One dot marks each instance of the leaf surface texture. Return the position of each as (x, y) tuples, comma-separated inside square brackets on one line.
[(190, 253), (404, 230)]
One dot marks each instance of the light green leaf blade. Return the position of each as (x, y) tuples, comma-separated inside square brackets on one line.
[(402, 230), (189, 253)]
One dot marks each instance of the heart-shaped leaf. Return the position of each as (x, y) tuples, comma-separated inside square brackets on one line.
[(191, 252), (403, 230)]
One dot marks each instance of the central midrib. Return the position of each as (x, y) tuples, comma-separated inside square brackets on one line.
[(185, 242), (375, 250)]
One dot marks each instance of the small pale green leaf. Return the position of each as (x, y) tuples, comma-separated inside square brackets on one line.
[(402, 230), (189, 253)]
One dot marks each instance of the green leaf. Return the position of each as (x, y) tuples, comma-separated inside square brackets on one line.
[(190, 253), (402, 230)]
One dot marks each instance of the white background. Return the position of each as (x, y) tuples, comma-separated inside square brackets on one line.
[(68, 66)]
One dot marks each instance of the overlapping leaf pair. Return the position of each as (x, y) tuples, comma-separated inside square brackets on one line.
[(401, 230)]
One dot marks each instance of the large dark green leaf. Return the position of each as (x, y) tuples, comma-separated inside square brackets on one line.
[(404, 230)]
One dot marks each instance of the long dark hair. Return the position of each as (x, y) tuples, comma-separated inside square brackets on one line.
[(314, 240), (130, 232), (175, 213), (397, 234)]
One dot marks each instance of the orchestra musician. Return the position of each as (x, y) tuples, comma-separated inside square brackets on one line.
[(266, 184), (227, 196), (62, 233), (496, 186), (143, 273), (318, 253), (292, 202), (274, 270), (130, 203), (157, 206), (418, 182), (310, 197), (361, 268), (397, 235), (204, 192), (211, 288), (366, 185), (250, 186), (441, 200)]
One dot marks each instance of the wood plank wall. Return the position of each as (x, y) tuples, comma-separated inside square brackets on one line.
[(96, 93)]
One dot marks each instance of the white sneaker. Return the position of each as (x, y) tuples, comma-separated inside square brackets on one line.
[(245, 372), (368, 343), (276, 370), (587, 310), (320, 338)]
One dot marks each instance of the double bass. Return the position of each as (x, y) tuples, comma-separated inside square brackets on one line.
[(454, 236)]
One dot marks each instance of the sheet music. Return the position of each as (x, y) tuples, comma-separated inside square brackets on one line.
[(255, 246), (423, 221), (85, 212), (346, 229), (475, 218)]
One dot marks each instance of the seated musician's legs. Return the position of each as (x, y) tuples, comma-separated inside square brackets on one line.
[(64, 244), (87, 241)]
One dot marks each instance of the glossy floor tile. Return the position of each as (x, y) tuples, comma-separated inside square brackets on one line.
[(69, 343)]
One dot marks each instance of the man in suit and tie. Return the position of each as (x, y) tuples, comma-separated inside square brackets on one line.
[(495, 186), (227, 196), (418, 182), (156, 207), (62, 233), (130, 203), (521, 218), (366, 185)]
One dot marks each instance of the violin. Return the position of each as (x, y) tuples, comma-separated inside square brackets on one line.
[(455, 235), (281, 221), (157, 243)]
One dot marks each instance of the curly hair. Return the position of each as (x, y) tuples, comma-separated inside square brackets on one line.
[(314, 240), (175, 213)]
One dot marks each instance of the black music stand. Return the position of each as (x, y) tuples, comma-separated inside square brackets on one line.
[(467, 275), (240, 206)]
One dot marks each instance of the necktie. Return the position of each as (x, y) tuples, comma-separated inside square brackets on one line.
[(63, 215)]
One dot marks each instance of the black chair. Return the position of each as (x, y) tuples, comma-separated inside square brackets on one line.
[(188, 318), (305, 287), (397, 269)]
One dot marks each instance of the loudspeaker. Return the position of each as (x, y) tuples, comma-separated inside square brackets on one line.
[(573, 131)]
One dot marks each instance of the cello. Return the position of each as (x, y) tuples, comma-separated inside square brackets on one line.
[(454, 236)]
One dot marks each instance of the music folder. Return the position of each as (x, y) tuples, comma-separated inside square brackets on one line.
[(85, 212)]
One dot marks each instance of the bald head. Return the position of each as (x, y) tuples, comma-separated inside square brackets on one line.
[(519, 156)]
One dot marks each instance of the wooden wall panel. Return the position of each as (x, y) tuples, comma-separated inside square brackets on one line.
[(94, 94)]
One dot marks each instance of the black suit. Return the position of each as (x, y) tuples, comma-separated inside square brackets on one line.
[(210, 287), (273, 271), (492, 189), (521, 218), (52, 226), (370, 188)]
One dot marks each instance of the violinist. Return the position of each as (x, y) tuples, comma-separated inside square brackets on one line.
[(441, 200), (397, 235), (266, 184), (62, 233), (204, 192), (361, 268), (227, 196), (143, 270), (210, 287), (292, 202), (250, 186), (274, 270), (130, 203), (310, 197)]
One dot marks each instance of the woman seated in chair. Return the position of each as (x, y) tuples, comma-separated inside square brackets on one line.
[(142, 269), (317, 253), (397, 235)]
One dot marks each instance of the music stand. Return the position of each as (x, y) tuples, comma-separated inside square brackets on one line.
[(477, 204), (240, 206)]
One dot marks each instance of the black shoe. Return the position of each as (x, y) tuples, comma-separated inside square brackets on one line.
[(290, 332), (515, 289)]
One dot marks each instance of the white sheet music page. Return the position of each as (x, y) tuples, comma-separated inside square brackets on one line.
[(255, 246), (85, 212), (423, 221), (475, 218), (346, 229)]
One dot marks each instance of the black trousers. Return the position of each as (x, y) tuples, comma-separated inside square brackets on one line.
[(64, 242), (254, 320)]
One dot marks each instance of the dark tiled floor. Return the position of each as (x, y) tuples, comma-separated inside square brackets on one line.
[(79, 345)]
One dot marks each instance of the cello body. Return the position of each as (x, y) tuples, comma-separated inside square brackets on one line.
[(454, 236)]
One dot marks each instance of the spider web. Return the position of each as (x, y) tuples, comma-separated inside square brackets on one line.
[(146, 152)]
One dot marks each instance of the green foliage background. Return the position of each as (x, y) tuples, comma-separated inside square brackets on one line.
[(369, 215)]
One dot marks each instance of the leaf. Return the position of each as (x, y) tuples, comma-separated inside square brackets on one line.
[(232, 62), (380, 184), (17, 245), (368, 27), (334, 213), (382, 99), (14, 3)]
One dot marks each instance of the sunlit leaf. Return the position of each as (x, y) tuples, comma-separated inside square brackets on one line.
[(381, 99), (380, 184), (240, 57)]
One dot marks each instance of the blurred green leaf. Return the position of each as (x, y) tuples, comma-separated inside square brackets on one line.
********************
> [SET EXERCISE] Copy out all the lines above, putting "separated by commas" wherever "comma-separated" appears and leaving everything else unchanged.

> [EXERCISE SOLUTION]
One dot marks each instance of the leaf surface texture. Return the position of each as (x, y) tuples, separated by commas inside square brackets on one line.
[(190, 253), (404, 230)]
One dot marks each instance of the light green leaf blade. Return the position of each as (x, y) tuples, separated by commas inside square brackets on one line.
[(402, 230), (189, 253)]
One dot marks each instance of the heart-shaped leaf. Return the position of each as (x, y) tuples, separated by commas inside square brackets on one line.
[(191, 252), (403, 230)]
One dot marks each instance of the central midrib. Return the position of each as (x, y) tuples, separated by commas inside square brackets on one line.
[(185, 242), (375, 250)]
One dot marks each instance of the small pale green leaf. Return the position of each as (x, y) tuples, separated by commas inside square brackets on one line.
[(402, 230), (189, 253)]
One dot marks each instance of the green leaf. Return the position of each as (x, y) tuples, separated by commas inside square brackets on one line.
[(190, 253), (402, 230)]
One dot marks each instance of the white background. Return the position of each as (x, y) tuples, separated by commas inside square brackets on one line.
[(68, 66)]
One dot marks each instance of the overlapping leaf pair. Return the position of each as (x, y) tuples, separated by commas inside square brackets on one line.
[(401, 230)]
One dot marks each instance of the large dark green leaf. Return the position of each as (x, y) tuples, separated by commas inside square brackets on one line.
[(404, 230)]
One dot marks each instance of the long dark hair. Return the position of each as (x, y) tuples, separated by commas inside square brackets on one line.
[(314, 240), (130, 232), (175, 213), (397, 234)]
One dot marks each instance of the orchestra musician. Return the position of each as (x, y) tuples, separated by commas inside square brackets on one line.
[(266, 184), (227, 196), (62, 233), (496, 186), (143, 273), (318, 253), (292, 202), (274, 270), (130, 203), (157, 206), (418, 182), (310, 197), (361, 268), (397, 235), (204, 192), (211, 288), (366, 185), (250, 186), (441, 200)]
One dot marks each instance of the wood plank wall. Return the position of each as (x, y) tuples, separated by commas inside square brackets on one line.
[(96, 93)]
One dot marks each instance of the white sneaker. Return the position of each as (x, y) tuples, separated by commas inside square brackets on one line.
[(245, 372), (368, 343), (276, 370), (587, 310), (320, 338)]
One dot marks each instance of the double bass. Return the position of each as (x, y) tuples, separated by commas inside square brackets on one line.
[(454, 236)]
One dot marks each instance of the sheet music. Return the position of each as (x, y) tuples, separated by commas inside square brackets on one line.
[(255, 246), (423, 221), (85, 212), (346, 229), (475, 218)]
One dot marks each instance of the seated musician's legs. Return the position of each as (x, y) tuples, separated by commas inside square brackets on one line.
[(64, 244), (87, 241)]
One dot marks each instance of the glossy floor tile. Return the position of each as (x, y) tuples, separated by commas inside square brackets on one line.
[(69, 343)]
One dot marks each instance of the man in suit and tie. Return the position of each as (x, y) tuples, separated by commas inside square brackets on one line.
[(495, 186), (227, 196), (418, 182), (156, 207), (62, 233), (130, 203), (521, 218), (366, 185)]
One dot marks each instance of the violin. Return the position of each as (x, y) tuples, separated by commas inside square brackets on one line.
[(455, 235), (281, 221), (157, 243)]
One dot marks each instance of the curly hair. Return the position of each as (x, y) tuples, separated by commas inside square brackets on one line.
[(314, 240), (175, 213)]
One dot marks each instance of the black music stand. Return the position of each as (x, y) tuples, separated by commas inside square brackets on one line.
[(467, 275), (240, 206)]
One dot marks each instance of the necktie. Return the position of each as (x, y) tuples, separated by commas inside square brackets on one line.
[(63, 215)]
One dot marks each instance of the black chair. Return the position of each as (x, y) tuples, separated by commas inside square brackets on one line.
[(188, 318), (305, 287), (397, 269)]
One dot marks each instance of the loudspeaker. Return the position of each as (x, y) tuples, separated by commas inside square brackets on one line.
[(573, 131)]
One dot marks each instance of the cello. Return the position of each as (x, y) tuples, separated by commas inside square brackets on one line.
[(454, 236)]
One dot marks each instance of the music folder. Return the position of each as (x, y) tuples, separated by commas inside square brackets on one line.
[(85, 212)]
One dot marks each instance of the bald head. Return the position of each as (x, y) tuples, separated by commas inside square brackets on one line.
[(519, 156)]
One dot marks each instance of the wooden wall panel. Return the position of each as (x, y) tuples, separated by commas inside square brackets on one line.
[(94, 94)]
One dot marks each instance of the black suit. Return the position of each as (x, y) tuples, separated by commas inside square brackets on one line.
[(210, 287), (273, 271), (492, 189), (521, 218), (52, 226), (370, 188)]
One dot marks each instance of the violinist. Return the position of each as (x, y) tuples, separated by commas inside square brackets on one line.
[(441, 200), (397, 235), (266, 184), (62, 233), (204, 192), (361, 268), (227, 196), (143, 270), (210, 287), (292, 202), (250, 186), (274, 270), (130, 203), (310, 197)]
One dot marks each instance of the woman seated in chair. Return the position of each as (x, y) tuples, separated by commas inside square brackets on one line.
[(142, 269), (317, 253), (397, 235)]
One dot marks each instance of the music stand. Return the position of each as (x, y) tuples, separated by commas inside square brackets on one line.
[(477, 204), (240, 206)]
One dot marks each instance of the black shoe. Return the position of each as (x, y) tuples, separated by commas inside square brackets on one line.
[(290, 332), (515, 289)]
One dot marks each instance of the white sheet music page. Return the position of each as (x, y) tuples, separated by commas inside square brackets on one line.
[(255, 246), (85, 212), (423, 221), (475, 218), (346, 229)]
One dot marks each instance of the black trousers. Return the position of each as (x, y) tuples, separated by commas inside square brackets on one line.
[(64, 242), (254, 320)]
One dot marks each instance of the dark tiled floor. Return the position of each as (x, y) tuples, separated by commas inside square brackets on one line.
[(79, 345)]
One dot marks each instance of the cello body. Return the position of each as (x, y) tuples, separated by commas inside square brackets on one line.
[(454, 236)]
One dot marks each instance of the spider web. Return the position of each as (x, y) tuples, separated by commas inside square brackets on one line.
[(146, 152)]
One dot marks each instance of the green foliage background. Return the position of each as (x, y) tuples, separated by commas inside square brackets on one line.
[(369, 215)]
One dot marks each instance of the leaf. Return the position of each as (x, y) tuples, separated by commas inside square brackets on one line.
[(232, 62), (380, 184), (17, 245), (368, 27), (334, 213), (382, 99), (14, 3)]
One dot marks each instance of the sunlit leaf. Return the position of each as (x, y) tuples, separated by commas inside square brackets on one line.
[(381, 99), (380, 184), (240, 57)]
One dot marks each instance of the blurred green leaf. Return the position of each as (x, y) tuples, separated by commas inside square brackets on one line.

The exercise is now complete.